What you will do:
In your copy, each record should read exactly as it does below, and no pictures should be present.

Records provided:

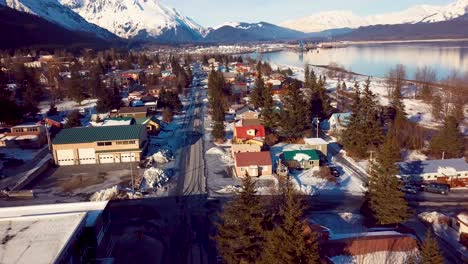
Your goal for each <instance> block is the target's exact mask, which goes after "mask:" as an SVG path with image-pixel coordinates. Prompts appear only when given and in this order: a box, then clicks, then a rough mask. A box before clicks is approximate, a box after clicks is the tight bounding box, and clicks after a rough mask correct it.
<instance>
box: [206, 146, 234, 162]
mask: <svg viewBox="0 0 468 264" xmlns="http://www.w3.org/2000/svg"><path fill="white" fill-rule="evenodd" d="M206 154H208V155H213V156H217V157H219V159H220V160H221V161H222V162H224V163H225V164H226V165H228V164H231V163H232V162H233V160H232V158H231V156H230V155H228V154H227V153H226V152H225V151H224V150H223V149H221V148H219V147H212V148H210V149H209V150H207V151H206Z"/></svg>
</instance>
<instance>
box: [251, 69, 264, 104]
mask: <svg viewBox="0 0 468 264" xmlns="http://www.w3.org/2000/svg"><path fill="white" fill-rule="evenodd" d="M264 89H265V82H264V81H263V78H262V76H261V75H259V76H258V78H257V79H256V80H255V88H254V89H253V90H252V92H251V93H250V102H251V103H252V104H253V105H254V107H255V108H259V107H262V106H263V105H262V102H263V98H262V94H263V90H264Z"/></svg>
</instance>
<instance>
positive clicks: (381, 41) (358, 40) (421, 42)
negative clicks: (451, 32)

Written solution:
Your goal for each <instance> block is the target's exact mask, which goes after "mask:" as an SVG path with image-pixel coordinates. Prompts appear only when given and in this order: a box, then clicks, then a rough mask. A box before clicks is approximate, a box after clicks is the tight bounding box, and clicks after a rough mask correct it.
<instance>
box: [206, 146, 234, 162]
mask: <svg viewBox="0 0 468 264" xmlns="http://www.w3.org/2000/svg"><path fill="white" fill-rule="evenodd" d="M206 154H208V155H213V156H217V157H219V159H220V160H221V161H222V162H224V163H225V164H226V165H228V164H231V163H232V162H233V160H232V158H231V156H230V155H228V154H227V153H226V152H225V151H224V150H223V149H221V148H219V147H212V148H210V149H209V150H207V151H206Z"/></svg>
</instance>
<instance>
box: [251, 69, 264, 104]
mask: <svg viewBox="0 0 468 264" xmlns="http://www.w3.org/2000/svg"><path fill="white" fill-rule="evenodd" d="M264 89H265V82H264V81H263V78H262V76H261V75H259V76H258V78H257V79H256V80H255V88H254V89H253V90H252V92H251V93H250V102H251V103H252V104H253V105H254V107H255V108H259V107H262V106H263V105H262V102H263V98H262V94H263V90H264Z"/></svg>
</instance>
<instance>
positive clicks: (381, 41) (358, 40) (421, 42)
negative clicks: (451, 32)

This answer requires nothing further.